(Records for this task begins)

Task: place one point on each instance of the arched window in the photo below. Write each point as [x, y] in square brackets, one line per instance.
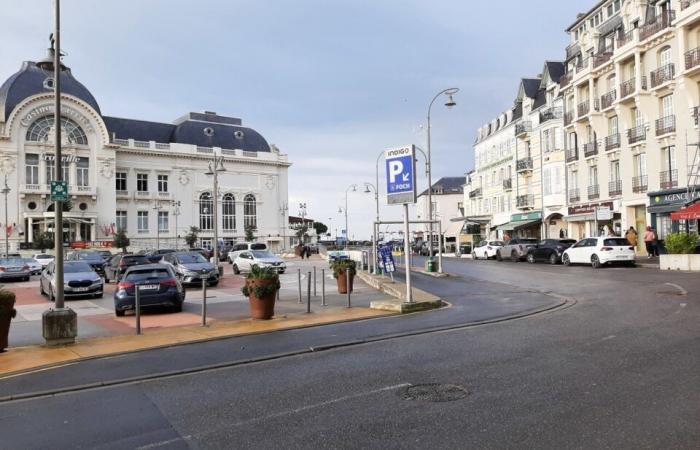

(Records for this task ends)
(Records for this task begins)

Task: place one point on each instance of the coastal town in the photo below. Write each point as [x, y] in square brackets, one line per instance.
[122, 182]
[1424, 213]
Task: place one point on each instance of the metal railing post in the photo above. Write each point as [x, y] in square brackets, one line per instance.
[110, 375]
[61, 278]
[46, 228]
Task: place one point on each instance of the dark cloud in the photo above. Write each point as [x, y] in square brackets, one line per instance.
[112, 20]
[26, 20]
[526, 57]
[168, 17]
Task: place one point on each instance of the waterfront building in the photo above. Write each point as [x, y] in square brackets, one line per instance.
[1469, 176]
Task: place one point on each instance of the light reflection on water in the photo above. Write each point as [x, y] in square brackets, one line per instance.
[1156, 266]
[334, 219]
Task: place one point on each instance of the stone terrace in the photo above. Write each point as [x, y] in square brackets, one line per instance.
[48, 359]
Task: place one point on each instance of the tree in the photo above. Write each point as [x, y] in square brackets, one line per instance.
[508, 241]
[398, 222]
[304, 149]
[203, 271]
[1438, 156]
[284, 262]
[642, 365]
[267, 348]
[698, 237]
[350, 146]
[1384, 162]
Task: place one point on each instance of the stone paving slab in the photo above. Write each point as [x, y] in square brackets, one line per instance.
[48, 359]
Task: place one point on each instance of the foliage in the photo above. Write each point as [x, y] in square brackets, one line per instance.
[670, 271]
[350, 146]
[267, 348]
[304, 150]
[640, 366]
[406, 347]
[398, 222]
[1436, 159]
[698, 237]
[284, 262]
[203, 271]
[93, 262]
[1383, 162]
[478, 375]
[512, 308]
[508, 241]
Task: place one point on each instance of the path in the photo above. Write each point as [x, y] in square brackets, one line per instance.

(Records for this task ends)
(Records for this task begins)

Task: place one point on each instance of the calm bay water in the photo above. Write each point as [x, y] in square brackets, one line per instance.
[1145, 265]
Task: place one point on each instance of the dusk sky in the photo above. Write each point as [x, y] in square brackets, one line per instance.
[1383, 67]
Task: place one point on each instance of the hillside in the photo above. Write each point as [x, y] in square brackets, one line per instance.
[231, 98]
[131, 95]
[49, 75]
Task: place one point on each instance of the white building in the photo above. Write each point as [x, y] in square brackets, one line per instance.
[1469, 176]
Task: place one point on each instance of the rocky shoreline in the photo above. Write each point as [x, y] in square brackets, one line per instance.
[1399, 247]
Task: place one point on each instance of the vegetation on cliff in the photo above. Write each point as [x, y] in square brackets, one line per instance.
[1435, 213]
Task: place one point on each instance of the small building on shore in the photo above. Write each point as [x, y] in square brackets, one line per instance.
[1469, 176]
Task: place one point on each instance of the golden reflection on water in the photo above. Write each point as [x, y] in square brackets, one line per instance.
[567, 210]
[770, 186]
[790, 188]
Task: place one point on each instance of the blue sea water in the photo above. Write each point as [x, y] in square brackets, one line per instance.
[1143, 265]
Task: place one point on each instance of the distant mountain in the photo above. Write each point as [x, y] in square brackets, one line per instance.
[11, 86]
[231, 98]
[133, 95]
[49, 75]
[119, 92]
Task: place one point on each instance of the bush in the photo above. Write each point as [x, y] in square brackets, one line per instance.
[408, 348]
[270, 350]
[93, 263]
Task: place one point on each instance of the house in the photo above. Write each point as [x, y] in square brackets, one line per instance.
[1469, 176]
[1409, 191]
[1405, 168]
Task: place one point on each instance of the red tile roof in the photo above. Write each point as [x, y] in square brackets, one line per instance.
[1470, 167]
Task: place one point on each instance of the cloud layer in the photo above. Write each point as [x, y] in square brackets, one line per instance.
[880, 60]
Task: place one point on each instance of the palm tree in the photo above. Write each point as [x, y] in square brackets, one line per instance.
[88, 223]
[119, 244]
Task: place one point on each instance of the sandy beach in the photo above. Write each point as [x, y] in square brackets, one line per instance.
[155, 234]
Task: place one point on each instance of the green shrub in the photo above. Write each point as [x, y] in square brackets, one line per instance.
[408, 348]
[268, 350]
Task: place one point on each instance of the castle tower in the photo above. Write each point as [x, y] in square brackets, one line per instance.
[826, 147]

(Records for this task ends)

[Task description]: Your task is to retype the entries verbatim, starting with the line that holds "Task: place one point on each instance of the light" and stopping after the line that holds "Task: place one point on each instance of the path".

[Response area]:
Task: place one point on each instance of the light reflection on water in the photo above. Write each point as [x, y] in square brackets, one line per instance.
[1156, 266]
[334, 219]
Task: place one point on each instance of the stone terrace in the photo above. Write each point as [x, y] in square brackets, one line per instance.
[48, 359]
Task: place one point on each instance of the tree in the photo above. Write each point as [x, y] in square brackets, one line per instance.
[508, 241]
[398, 222]
[304, 149]
[203, 271]
[1438, 156]
[284, 262]
[642, 365]
[267, 348]
[698, 237]
[350, 146]
[1384, 162]
Task: place one point on each instance of the stone paving slab in the photo above. Write each point as [x, y] in square brackets, one line per instance.
[48, 359]
Task: place one point on each instance of the foliage in the photo above. Write each point as [x, y] in square brackets, one line per instance.
[670, 271]
[350, 146]
[267, 348]
[304, 150]
[640, 366]
[406, 347]
[398, 222]
[1436, 159]
[698, 237]
[284, 262]
[203, 271]
[93, 262]
[1383, 162]
[478, 375]
[512, 308]
[508, 241]
Task: place one point on each instance of the path in the photo above. Write each point as [x, y] in square brackets, one line per instance.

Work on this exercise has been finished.